Amid anxieties over the prospect of nuclear disaster, we should pause and mourn the thousands of dead in Japan
The world has properly focused on the uncertain fate of the crippled nuclear reactors at the Fukushima Daiichi power plant in northeast Japan. With this fast-moving story still unfolding, we have all struggled to understand the current and future risk of radiation release to the environment, as well as possible short and long-term impact on human health, both to workers, local residents, and perhaps those beyond local borders. Like the word "cancer," the association of the words "nuclear" and "meltdown" strikes an emotional chord in people around the globe. But we don't yet know, and may not know for weeks to come, the true magnitude of the technical problems or the degree of human exposure to radiation.
But what we do know now is that thousands of people have died as a result of the earthquake and tsunami, with officials saying that the death toll could be in the "tens of thousands" (a number that would dwarf the 6,000 who died in the 1995 Kobe earthquake). Just yesterday came the news that more than 1,000 bodies washed ashore. Towns have been erased; hundreds of thousands are homeless; food and water are in short supply; at least a million and a half households are without electricity. Families have been ripped apart; children or parents have disappeared; the comfort of neighborhood and community swept away. All in a matter of minutes.

What to do:
1. In the commentary on the Japan disaster, rewrite the stretch from "But what we" through "matter of minutes.", substituting "homes" for "households".
2. Carry the commentary on the Japan disaster forward, starting after its final sentence.

Material supplied:
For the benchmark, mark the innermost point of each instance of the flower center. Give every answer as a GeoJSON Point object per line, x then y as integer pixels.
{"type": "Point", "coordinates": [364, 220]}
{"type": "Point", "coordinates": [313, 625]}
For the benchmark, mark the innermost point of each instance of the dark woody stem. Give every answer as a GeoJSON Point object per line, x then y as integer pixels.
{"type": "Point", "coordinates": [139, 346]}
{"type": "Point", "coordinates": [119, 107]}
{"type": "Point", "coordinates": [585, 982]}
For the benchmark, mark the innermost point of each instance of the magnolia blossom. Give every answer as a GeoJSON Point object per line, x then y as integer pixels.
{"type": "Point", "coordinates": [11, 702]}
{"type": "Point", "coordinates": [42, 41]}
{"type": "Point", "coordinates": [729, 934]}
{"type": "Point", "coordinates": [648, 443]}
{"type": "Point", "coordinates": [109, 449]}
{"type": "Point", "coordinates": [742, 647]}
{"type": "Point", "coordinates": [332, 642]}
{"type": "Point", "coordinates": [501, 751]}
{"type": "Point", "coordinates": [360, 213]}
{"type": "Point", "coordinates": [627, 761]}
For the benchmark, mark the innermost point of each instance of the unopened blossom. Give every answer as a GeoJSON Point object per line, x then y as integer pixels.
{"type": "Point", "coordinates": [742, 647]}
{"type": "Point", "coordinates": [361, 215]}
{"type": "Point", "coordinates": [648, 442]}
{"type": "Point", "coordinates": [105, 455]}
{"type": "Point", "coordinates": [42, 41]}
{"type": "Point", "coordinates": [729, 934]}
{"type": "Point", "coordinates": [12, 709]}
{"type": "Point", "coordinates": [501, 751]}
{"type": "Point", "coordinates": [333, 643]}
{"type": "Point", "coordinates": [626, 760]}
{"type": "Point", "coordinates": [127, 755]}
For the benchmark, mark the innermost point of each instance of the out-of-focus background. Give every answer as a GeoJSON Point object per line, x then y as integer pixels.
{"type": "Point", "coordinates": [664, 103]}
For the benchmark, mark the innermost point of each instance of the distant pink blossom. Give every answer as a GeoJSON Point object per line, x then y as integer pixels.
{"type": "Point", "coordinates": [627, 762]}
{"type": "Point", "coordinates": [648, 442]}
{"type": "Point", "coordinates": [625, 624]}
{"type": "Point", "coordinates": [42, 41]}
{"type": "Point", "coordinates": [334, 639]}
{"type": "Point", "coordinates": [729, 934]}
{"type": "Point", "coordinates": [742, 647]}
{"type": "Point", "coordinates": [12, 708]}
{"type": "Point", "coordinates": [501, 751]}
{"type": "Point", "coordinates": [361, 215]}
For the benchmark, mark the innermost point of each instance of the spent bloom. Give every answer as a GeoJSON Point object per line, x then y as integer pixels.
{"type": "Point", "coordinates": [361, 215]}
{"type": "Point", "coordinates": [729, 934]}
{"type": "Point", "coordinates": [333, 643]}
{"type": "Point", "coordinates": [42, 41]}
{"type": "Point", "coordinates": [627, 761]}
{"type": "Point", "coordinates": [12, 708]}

Exercise results:
1.
But what we do know now is that thousands of people have died as a result of the earthquake and tsunami, with officials saying that the death toll could be in the "tens of thousands" (a number that would dwarf the 6,000 who died in the 1995 Kobe earthquake). Just yesterday came the news that more than 1,000 bodies washed ashore. Towns have been erased; hundreds of thousands are homeless; food and water are in short supply; at least a million and a half homes are without electricity. Families have been ripped apart; children or parents have disappeared; the comfort of neighborhood and community swept away. All in a matter of minutes.

2.
This is an unimaginable tragedy. But the tyranny of numbers makes it hard for us even to begin to understand on a human level what has happened. Thousands dead in Japan; 50 million killed in World War II in Europe; 3,000 dead on 9/11; even 400 dead in a plane crash: It's difficult to connect with the reality that each of these people, just like us, had a family and hopes and dreams and problems and challenges--and a life.
We need someone to tell the stories of the dead. Yet this is not possible now in a fast-moving news cycle where the focus is more on the technological, social, political, and economic implications for the future. In time, writers will help us understand some of the people who were taken away by a towering wall of water.
But for now, even as we worry about the fate of Japan's nuclear plants, the best we can do is to stop for a moment and imagine. Not just to memorialize faceless dead, to mourn individuals who lived a culture and an ocean away, yet with whom we share a common humanity--to stop for a moment and to imagine who they were as people.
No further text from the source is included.